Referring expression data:
-=-=-
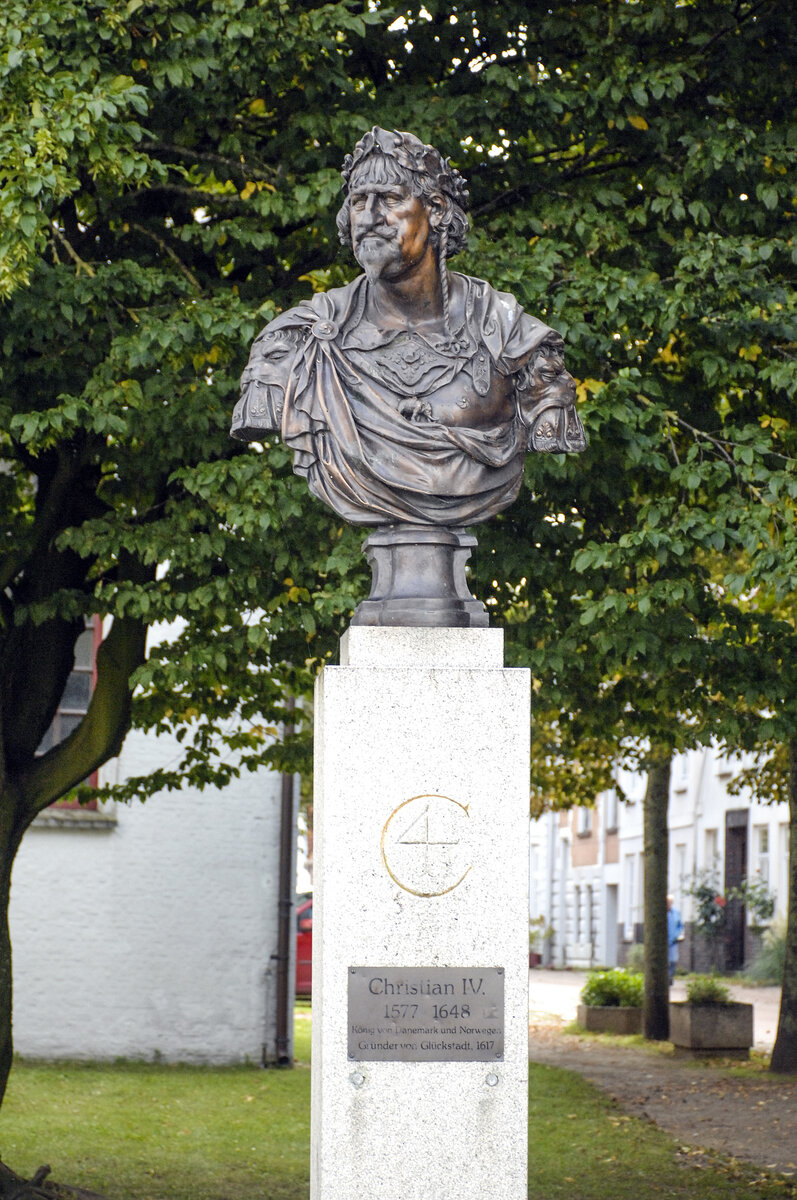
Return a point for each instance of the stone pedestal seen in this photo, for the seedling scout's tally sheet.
(421, 867)
(418, 579)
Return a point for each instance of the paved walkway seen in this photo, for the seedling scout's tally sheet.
(553, 997)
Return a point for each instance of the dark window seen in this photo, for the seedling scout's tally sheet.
(75, 701)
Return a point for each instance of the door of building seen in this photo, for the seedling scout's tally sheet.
(736, 851)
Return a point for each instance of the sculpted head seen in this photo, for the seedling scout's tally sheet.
(400, 163)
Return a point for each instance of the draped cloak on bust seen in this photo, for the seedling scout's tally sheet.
(340, 408)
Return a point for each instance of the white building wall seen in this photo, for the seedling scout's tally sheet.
(155, 936)
(699, 802)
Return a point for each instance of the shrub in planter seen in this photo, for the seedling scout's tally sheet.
(709, 1023)
(707, 990)
(612, 1002)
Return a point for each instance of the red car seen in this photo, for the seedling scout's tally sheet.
(304, 947)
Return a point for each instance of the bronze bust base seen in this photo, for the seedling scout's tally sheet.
(419, 579)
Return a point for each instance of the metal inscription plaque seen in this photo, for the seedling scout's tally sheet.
(426, 1014)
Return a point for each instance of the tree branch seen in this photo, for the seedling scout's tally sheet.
(167, 250)
(102, 731)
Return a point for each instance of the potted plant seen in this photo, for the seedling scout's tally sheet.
(708, 1023)
(711, 915)
(611, 1002)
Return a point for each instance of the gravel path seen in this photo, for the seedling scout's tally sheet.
(750, 1116)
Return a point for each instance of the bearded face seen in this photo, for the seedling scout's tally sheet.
(390, 227)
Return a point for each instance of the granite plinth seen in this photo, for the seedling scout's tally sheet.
(421, 862)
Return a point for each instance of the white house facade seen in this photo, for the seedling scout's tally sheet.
(150, 930)
(586, 869)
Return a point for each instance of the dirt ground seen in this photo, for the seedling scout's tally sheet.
(750, 1116)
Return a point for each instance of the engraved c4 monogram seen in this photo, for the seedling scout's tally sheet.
(426, 845)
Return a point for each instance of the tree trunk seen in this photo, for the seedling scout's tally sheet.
(9, 846)
(784, 1055)
(655, 1012)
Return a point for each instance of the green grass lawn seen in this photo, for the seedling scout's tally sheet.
(151, 1132)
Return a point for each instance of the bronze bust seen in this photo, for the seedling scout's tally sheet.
(411, 396)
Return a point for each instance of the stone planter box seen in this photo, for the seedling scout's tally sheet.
(705, 1030)
(610, 1019)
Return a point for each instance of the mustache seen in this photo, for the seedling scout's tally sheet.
(387, 234)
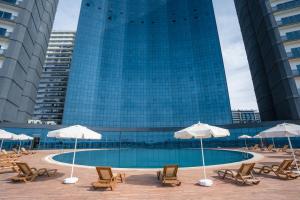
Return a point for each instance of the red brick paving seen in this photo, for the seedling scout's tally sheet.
(142, 185)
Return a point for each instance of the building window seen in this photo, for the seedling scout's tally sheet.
(2, 31)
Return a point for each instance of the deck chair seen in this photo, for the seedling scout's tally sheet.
(282, 171)
(12, 155)
(243, 175)
(8, 165)
(283, 149)
(107, 179)
(269, 148)
(169, 175)
(26, 152)
(29, 174)
(254, 148)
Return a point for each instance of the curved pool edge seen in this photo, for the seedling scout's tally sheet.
(256, 157)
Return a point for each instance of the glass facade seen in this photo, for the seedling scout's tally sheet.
(160, 138)
(53, 83)
(147, 64)
(271, 33)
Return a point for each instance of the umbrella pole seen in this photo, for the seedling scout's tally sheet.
(203, 160)
(295, 160)
(74, 155)
(273, 142)
(19, 147)
(1, 144)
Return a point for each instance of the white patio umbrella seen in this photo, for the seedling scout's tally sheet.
(201, 131)
(259, 137)
(74, 132)
(245, 137)
(4, 135)
(20, 138)
(283, 130)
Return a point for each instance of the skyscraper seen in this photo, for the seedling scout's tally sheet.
(271, 32)
(25, 27)
(147, 64)
(53, 84)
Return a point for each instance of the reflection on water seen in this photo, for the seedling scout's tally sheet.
(151, 158)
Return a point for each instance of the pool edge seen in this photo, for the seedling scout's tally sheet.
(256, 157)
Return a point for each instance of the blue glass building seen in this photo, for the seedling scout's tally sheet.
(147, 64)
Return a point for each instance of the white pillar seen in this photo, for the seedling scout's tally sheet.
(74, 155)
(295, 160)
(203, 159)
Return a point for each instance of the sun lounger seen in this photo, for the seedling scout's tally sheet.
(10, 154)
(8, 165)
(107, 179)
(29, 174)
(169, 175)
(26, 152)
(283, 149)
(254, 148)
(243, 175)
(282, 171)
(269, 148)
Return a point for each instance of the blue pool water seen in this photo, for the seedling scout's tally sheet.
(151, 158)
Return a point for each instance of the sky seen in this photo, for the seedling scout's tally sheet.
(238, 76)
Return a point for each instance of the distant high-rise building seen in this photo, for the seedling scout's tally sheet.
(147, 64)
(245, 116)
(271, 33)
(25, 27)
(53, 84)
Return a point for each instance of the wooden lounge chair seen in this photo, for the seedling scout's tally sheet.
(26, 152)
(29, 174)
(107, 179)
(282, 171)
(8, 165)
(283, 149)
(269, 148)
(255, 147)
(169, 175)
(243, 175)
(10, 154)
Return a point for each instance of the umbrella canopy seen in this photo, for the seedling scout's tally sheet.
(281, 130)
(245, 137)
(201, 131)
(4, 135)
(21, 137)
(75, 132)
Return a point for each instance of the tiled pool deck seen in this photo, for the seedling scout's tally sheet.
(144, 185)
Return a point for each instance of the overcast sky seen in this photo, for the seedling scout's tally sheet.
(237, 70)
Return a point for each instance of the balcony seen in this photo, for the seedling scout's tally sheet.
(289, 20)
(296, 72)
(295, 35)
(286, 6)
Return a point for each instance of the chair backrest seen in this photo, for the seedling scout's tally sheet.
(285, 147)
(170, 171)
(105, 173)
(285, 165)
(246, 169)
(270, 147)
(24, 168)
(4, 151)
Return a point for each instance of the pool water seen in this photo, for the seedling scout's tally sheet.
(151, 158)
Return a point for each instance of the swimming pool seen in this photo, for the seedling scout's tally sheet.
(151, 158)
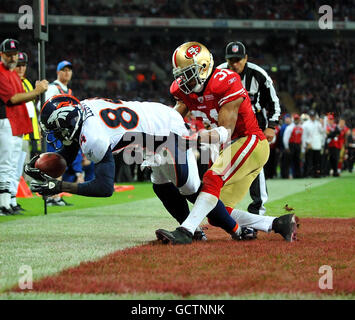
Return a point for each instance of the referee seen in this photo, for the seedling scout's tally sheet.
(265, 104)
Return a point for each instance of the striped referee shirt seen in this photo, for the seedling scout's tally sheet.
(266, 104)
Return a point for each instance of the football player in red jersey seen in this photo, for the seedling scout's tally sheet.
(218, 97)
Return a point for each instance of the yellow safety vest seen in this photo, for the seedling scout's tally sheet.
(27, 86)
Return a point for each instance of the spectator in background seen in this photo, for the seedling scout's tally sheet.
(350, 151)
(14, 123)
(332, 151)
(292, 140)
(313, 141)
(34, 137)
(344, 133)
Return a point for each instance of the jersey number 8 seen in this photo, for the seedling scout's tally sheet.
(121, 116)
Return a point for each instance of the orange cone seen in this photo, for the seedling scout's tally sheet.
(23, 190)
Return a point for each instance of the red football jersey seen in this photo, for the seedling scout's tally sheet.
(222, 87)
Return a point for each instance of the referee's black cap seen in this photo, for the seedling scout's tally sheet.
(22, 58)
(9, 45)
(235, 49)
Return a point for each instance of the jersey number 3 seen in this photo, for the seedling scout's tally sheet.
(120, 116)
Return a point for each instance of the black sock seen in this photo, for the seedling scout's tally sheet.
(220, 217)
(172, 200)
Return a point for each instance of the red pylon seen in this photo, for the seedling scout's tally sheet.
(23, 190)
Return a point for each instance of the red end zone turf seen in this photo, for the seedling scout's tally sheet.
(268, 265)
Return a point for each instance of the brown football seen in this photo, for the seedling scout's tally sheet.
(52, 164)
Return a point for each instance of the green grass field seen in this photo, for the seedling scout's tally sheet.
(96, 227)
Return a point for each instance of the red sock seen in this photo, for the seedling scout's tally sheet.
(212, 183)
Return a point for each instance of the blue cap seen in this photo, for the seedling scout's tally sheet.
(63, 64)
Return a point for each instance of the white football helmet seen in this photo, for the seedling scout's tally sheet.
(192, 65)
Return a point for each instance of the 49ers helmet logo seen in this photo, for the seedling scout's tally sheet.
(192, 51)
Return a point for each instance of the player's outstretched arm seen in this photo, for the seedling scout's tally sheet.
(227, 118)
(101, 186)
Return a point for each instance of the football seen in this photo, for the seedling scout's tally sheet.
(52, 164)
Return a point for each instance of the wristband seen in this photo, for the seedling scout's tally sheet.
(223, 134)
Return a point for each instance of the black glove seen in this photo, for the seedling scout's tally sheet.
(49, 187)
(33, 172)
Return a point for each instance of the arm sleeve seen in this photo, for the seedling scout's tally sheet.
(270, 101)
(69, 153)
(103, 183)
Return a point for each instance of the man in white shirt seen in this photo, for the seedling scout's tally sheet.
(312, 141)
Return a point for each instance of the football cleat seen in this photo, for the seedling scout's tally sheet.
(199, 235)
(6, 212)
(178, 236)
(286, 225)
(245, 233)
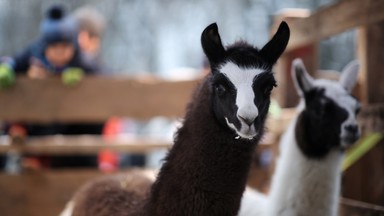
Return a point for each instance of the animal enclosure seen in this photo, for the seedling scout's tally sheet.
(98, 98)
-=-=-
* Work instruction:
Only the lines from the one with "Return a point for each instance of the red pylon" through the final line of the entries above should be transcribed, exactly and without pictures.

* Reply:
Return a point for each instance of the red pylon seen in this photo, for the seedling scout's tally sheet.
(23, 190)
Return a point for each instance of the red end zone turf seen in this photo, for the seedling scout's tally sheet.
(268, 265)
Return a point for each instance of the brown football seen in this photo, for the seedling scout's tally sheet.
(52, 164)
Return a point for each instance of the green grass field seen in this photo, for the seedling scout's tally sheet.
(96, 227)
Return a point for each instance of the red sock seen in this photo, for the seedling scout's tally sheet.
(212, 183)
Return a point for each instance of the blue cap seen in this photo, for the seedling scout's tally sheet.
(63, 64)
Return a point for each instance of the white football helmet seen in this photo, for the seedling scout's tally sheet.
(192, 65)
Return a point for each instance of the 49ers helmet logo seen in this photo, for the seedling scout's tally sheet.
(192, 51)
Return a point for each instance of the player's outstretched arm seen in this photo, for the seedling scout's tally sheet.
(227, 118)
(101, 186)
Return a point for each instance of the football seen in this photo, for the seedling scout's tally sheet.
(52, 164)
Return a point for each instance of the wristband seen in this photo, for the seedling scout's tally sheet.
(223, 134)
Return a point for each instance of the black glove seen in this photo, for the seedling scout's tally sheet.
(49, 187)
(33, 172)
Return a point for each instance of the arm sleeve seen in this photo, for the seedling scout's tally sheet.
(270, 101)
(69, 153)
(103, 183)
Return a point for each instance of the man in white shirt seen in this photo, for the seedling scout's tally sheet.
(312, 141)
Return a point for each instance of the football cleat seen in this photo, for the seedling scout's tally sheet.
(199, 235)
(6, 212)
(178, 236)
(286, 225)
(245, 233)
Return a point for each instance of the animal enclosure seen in this photo, for the seedling scout's tally sheet.
(98, 98)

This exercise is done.